Excerpt: Begin

75. The Commissioner questioned the Council about these costs and asked it to provide a breakdown of the 15 minute estimate. The Council subsequently reviewed its calculations, and it argued that the cost of £707.05, based on 15 minutes per file, was very much at the lower end of the amount of time that would be required to comply with request (ii).

76. The Council submitted that while some of the 179 files were just 3-4 pages long, others were much larger, up to 300 pages in some instances. The Council argued that while the files were easy to locate, they contain large scale maps which cannot be printed on a standard printer, but must be printed out on a separate plotter held by the Planning department. It submitted that access to this plotter is limited and may require additional employees to support the printing.

77. The Council argued that the files would all have to be "verified" before release. When questioned on this point, it submitted that each file would have to be checked to ensure that all the documents contained in the planning file do, in fact, relate to the correct planning application. The Council expected this to be the case, but it submitted that it was possible for rogue documents to be misplaced in a file, and argued that as this would cause confusion it was necessary for it to take steps to prevent this.

Excerpt: End
Record set: Begin

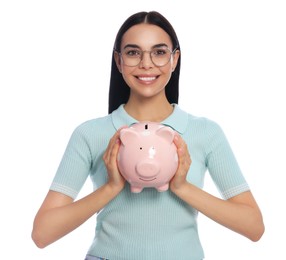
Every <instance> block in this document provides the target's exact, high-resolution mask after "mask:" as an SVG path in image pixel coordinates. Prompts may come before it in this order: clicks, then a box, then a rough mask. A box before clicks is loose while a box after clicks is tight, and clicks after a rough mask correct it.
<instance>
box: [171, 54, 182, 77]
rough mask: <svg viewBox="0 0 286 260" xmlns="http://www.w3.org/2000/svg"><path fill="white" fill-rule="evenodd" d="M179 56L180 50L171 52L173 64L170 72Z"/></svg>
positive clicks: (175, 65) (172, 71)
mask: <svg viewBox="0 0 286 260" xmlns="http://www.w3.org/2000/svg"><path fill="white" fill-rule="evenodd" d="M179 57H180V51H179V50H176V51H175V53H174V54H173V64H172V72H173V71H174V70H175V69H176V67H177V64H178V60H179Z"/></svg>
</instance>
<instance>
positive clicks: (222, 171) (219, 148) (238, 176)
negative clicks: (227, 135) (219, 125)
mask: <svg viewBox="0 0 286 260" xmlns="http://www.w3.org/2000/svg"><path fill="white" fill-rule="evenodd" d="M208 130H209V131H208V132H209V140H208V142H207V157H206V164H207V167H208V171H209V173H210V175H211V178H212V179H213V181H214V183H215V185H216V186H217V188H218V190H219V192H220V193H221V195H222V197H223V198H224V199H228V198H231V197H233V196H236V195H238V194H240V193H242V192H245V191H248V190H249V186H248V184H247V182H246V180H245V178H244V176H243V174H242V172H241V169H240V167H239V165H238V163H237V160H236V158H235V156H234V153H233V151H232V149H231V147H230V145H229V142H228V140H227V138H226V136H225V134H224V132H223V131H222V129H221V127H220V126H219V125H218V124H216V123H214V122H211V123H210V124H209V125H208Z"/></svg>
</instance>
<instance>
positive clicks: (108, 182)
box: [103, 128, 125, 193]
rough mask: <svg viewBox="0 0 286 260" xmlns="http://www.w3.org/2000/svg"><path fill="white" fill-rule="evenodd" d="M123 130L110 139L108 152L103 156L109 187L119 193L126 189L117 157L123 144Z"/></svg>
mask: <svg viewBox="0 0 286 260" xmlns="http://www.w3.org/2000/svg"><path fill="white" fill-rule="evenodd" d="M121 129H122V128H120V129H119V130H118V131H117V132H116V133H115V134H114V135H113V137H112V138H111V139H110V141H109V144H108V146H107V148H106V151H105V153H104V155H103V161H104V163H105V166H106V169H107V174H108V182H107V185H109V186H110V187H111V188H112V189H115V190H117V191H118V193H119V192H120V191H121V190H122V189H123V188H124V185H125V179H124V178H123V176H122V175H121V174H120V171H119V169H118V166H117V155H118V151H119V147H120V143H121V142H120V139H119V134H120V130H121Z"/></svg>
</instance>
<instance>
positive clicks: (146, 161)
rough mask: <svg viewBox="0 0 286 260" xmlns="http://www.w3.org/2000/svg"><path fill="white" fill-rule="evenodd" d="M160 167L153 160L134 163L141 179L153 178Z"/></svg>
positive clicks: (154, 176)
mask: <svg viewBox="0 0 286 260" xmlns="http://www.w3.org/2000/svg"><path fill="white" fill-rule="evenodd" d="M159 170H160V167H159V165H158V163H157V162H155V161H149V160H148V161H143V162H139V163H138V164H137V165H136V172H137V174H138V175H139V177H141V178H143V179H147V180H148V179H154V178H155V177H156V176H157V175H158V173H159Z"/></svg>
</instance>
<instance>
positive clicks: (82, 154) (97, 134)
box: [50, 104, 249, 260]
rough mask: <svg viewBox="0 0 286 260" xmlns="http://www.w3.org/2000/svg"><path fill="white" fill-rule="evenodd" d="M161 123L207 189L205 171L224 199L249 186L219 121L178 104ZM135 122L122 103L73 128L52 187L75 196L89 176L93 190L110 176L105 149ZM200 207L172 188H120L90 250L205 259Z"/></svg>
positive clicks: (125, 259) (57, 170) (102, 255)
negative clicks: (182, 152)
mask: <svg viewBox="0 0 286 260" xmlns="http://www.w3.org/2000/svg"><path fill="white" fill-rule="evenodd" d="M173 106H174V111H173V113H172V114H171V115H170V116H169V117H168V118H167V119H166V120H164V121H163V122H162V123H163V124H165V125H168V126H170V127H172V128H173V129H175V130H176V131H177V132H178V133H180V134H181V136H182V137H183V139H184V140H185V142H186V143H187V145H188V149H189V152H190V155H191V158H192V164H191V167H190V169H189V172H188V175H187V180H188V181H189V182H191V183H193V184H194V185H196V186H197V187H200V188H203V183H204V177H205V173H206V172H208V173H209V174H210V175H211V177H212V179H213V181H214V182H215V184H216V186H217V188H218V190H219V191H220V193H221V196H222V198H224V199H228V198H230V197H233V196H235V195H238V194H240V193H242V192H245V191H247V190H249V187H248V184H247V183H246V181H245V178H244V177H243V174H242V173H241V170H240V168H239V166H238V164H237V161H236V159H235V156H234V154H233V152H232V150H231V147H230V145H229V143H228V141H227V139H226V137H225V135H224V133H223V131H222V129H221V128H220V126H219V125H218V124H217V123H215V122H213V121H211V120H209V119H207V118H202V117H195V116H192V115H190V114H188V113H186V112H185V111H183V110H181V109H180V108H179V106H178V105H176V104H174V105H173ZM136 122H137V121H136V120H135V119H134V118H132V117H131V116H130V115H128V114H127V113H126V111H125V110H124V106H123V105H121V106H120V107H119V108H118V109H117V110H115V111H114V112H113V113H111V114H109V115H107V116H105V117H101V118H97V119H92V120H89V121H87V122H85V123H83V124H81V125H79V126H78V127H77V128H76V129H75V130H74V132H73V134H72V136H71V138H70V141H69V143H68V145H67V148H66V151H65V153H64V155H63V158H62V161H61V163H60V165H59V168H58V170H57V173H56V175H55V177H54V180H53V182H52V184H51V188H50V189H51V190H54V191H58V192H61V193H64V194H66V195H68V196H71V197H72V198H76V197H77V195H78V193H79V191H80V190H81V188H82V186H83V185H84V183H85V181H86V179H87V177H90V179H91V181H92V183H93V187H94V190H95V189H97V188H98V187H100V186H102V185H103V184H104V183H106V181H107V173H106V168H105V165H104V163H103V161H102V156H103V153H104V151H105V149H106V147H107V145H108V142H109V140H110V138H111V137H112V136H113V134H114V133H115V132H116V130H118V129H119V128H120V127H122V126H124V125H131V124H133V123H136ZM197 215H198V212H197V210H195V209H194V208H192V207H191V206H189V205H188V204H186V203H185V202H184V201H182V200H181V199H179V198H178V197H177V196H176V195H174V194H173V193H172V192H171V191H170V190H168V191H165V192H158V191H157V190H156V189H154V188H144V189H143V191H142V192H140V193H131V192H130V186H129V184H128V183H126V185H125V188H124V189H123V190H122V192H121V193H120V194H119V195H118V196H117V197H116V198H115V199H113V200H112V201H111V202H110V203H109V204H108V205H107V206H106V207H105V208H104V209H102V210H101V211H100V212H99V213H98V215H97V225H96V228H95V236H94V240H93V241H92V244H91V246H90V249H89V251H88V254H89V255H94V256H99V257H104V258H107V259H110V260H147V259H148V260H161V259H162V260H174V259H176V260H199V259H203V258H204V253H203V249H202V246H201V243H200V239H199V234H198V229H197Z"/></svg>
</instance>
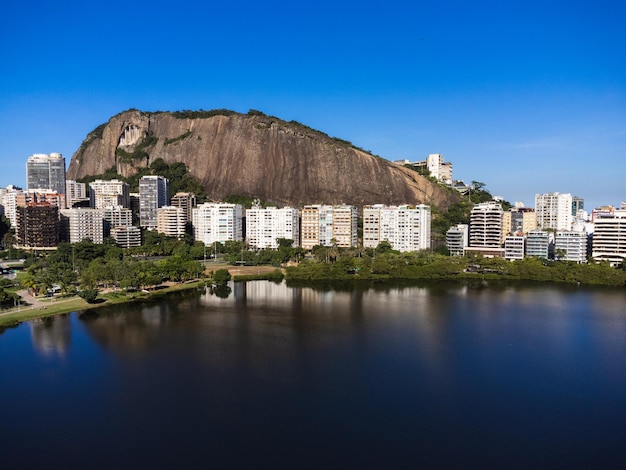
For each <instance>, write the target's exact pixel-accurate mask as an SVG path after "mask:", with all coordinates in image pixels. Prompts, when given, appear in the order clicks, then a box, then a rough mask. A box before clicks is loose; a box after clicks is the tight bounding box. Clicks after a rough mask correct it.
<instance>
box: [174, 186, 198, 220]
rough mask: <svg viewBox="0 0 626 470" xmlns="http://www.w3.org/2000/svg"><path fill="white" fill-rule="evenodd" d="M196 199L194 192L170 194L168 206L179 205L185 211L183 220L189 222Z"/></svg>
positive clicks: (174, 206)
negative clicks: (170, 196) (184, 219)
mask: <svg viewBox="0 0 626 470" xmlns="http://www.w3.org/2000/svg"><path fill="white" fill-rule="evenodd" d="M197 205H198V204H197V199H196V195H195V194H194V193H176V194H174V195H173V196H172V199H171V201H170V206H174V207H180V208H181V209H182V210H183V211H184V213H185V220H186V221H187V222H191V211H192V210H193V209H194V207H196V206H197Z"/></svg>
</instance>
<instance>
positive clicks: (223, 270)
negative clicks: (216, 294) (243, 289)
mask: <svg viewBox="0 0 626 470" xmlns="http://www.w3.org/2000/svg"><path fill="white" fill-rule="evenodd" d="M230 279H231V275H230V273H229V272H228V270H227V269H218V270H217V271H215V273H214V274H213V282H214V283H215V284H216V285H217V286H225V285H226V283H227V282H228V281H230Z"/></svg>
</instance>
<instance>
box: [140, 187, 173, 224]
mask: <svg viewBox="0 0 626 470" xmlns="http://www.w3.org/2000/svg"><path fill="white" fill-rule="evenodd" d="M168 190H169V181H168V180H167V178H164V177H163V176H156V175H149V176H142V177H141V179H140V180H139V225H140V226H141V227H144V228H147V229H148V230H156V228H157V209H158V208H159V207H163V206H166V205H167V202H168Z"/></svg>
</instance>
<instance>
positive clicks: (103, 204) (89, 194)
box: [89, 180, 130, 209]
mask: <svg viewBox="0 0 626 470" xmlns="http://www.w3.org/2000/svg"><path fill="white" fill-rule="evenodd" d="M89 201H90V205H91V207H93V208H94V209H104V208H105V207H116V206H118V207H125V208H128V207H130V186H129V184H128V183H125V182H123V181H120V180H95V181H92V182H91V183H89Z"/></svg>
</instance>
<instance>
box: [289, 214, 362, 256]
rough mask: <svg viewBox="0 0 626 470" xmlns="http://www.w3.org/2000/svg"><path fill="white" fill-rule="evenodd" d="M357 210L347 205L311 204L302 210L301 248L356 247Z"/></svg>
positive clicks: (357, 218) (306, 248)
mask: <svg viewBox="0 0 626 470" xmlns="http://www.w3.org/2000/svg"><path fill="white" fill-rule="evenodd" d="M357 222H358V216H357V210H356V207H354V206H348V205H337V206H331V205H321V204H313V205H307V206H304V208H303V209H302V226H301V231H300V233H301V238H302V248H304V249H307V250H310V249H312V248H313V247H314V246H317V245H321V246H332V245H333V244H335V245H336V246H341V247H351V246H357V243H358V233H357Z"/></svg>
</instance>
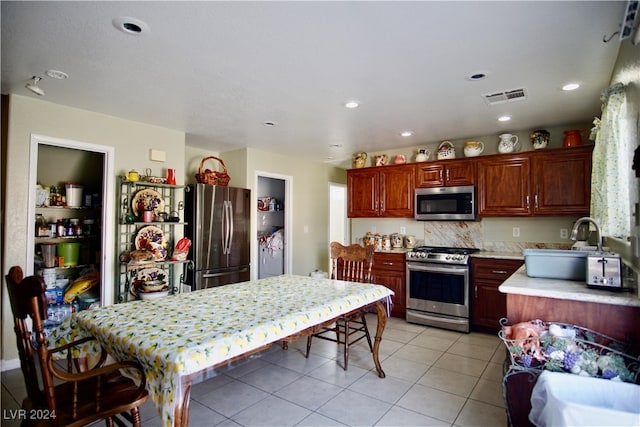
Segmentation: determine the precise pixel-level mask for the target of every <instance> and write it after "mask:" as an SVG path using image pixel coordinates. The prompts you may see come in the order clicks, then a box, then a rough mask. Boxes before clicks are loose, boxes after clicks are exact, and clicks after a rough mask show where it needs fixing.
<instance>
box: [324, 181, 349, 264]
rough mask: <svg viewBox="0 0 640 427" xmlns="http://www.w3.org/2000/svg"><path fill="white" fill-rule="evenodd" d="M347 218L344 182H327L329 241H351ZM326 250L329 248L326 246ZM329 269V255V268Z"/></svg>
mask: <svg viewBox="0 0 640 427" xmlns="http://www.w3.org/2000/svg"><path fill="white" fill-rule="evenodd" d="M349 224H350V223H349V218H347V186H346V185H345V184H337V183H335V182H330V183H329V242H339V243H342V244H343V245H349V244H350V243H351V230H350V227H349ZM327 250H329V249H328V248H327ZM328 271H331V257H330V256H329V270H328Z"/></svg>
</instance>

Record set: End

*Instructions for the task:* Update the excerpt on the Council's costs starting at "75. The Commissioner" and ending at "with request (ii).", replacing "Commissioner" with "regulator".

*Completed exercise:*
75. The regulator questioned the Council about these costs and asked it to provide a breakdown of the 15 minute estimate. The Council subsequently reviewed its calculations, and it argued that the cost of £707.05, based on 15 minutes per file, was very much at the lower end of the amount of time that would be required to comply with request (ii).